▶ EXERCISE PROMPT
In the piece about Paula Deen, what medication is made by the Danish pharmaceutical company she began promoting?

▶ SUPPLIED TEXT
The problem with Paula

Paula announces the unthinkable

Paula Deen, America’s number one advocate for butter awareness, took on a new cause last Tuesday. She began promoting the Danish pharmaceutical company that makes Victoza, a medication for Type 2 diabetes.

Surprising absolutely no one, Deen also revealed she had been living with and hiding the condition for three years.

Finding out a woman who replaced an English muffin with doughnuts on a breakfast sandwich has health problems is like when someone on “I Didn’t Know I Was Pregnant” turns out to be pregnant and has a baby in the toilet.

We all saw it coming.

Deen told reporters she doesn’t blame herself. More surprisingly, she hasn’t made and won’t be making any major lifestyle changes. She also claimed that, although she has always had a decadent disposition, she only ever ate her Southern cuisine in moderation.

It can be argued, however, that there is no level of moderation in which you can deep-fry a cheesecake and think about eating any of it without potentially sending yourself into a food-induced existential crisis.

A typical recipe of hers is Paula’s deep-fried lasagna. Said to serve 15, the meal contains eight cups of full-fat cheese, which — if you do the math — is about half a cup of cheese per person.

Deen’s glib dismissal of her own potentially life-threatening condition speaks to a distinctly American mindset — consume what you want when you want it and dismiss your unhealthy lifestyle until it becomes a problem.

Generally, when we talk about sustainability, we think of it in a global, environmental context. We also have to consider when our own lifestyles are literally not sustainable.
Nevertheless, as consumers, we have to take into consideration that Paula “deep-fried stuffing on a stick” Deen is more than a person.

She is a TV personality and a brand, and were she to dismiss her unhealthy lifestyle and 13 years on the Food Network, it would be detrimental to her brand’s sustainability, a business that will certainly outlive her and continue to support her family in years to come.

As a brand, Paul Deen is not going to switch from sugar to Splenda, but as a person managing a disease, she has probably made some significant changes to her diet she is choosing not to make public.

(Stored items from a collection)
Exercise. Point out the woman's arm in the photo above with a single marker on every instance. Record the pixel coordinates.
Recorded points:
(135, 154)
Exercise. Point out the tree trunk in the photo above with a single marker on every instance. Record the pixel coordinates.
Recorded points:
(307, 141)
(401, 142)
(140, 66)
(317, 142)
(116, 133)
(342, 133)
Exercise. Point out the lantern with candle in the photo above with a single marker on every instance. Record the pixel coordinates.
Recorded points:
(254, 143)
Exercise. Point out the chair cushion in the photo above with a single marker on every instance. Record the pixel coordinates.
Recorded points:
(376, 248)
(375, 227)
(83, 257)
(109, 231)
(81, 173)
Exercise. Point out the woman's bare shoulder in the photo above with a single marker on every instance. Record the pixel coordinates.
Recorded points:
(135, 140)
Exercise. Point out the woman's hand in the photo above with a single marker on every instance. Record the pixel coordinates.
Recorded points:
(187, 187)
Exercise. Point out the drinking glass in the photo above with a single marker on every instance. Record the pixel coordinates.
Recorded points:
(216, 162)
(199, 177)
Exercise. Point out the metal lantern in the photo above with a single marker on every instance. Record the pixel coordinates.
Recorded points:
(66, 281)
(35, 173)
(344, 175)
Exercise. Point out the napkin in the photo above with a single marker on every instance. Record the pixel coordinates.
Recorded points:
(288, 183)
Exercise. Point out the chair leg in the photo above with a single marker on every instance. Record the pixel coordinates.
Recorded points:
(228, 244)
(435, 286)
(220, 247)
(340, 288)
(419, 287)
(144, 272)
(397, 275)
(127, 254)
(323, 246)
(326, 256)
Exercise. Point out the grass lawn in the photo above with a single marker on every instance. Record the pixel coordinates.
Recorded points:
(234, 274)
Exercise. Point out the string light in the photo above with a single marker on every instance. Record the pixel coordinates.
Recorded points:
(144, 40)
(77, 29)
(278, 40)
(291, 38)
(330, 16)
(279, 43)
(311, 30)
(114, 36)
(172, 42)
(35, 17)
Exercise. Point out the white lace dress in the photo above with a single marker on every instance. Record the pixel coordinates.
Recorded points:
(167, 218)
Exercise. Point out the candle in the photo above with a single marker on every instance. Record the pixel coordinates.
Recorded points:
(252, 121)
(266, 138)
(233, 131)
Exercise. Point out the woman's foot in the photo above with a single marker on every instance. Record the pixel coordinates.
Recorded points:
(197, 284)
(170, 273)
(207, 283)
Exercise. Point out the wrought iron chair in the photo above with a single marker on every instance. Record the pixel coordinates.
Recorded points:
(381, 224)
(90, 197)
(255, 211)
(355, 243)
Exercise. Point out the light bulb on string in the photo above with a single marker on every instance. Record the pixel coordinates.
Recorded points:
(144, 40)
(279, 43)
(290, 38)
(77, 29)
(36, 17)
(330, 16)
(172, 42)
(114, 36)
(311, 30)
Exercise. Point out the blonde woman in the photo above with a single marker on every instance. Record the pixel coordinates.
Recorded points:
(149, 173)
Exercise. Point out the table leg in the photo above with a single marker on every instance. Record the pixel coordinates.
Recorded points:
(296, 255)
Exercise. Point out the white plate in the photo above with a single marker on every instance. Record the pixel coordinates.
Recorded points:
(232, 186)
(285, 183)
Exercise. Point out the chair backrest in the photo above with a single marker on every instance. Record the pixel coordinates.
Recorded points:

▶ YOUR SOLUTION
Victoza, a medication for Type 2 diabetes.